= The task =
Rewrite the data below, putting "granite" in place of every "stone" and keeping everything else the same.

= Exercise input =
#####
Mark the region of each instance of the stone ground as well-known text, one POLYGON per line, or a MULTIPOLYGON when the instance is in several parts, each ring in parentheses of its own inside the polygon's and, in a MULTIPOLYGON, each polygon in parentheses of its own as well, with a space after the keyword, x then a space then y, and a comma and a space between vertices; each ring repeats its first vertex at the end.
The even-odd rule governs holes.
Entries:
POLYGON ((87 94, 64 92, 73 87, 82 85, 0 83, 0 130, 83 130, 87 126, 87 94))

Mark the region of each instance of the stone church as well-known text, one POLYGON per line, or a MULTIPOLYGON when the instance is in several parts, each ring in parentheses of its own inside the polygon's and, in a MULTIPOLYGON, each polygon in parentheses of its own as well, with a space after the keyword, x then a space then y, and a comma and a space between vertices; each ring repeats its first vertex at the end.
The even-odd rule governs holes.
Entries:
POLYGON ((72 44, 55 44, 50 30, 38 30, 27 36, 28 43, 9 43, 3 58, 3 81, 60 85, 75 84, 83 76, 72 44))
#####
= Written solution =
Mark the region of each instance of the granite ground as well-known text, one POLYGON per line, or a MULTIPOLYGON when the instance is in several parts, each ring in parentheses of its own inside the polygon's and, in a MULTIPOLYGON, each polygon in parentheses of its own as well, with a space after the keyword, x then a space then y, and a comma and a space between vertices; each ring repeats its first vertex at the end.
The even-odd rule governs holes.
Entries:
POLYGON ((87 94, 64 92, 73 87, 82 85, 0 83, 0 130, 83 130, 87 126, 87 94))

Mark the region of each instance of the granite church as well-known text, one POLYGON per line, or a MULTIPOLYGON when the instance is in several parts, each ring in parentheses of its own inside the polygon's and, in a MULTIPOLYGON, each polygon in parentheses of its own as well, with a space after the keyword, x then a space then y, and a comma and a space between vertices; each ring repeats its first vertex at the end.
The even-odd rule governs holes.
Entries:
POLYGON ((72 44, 55 44, 50 30, 38 30, 27 36, 28 43, 9 43, 3 58, 3 81, 60 85, 75 84, 83 76, 72 44))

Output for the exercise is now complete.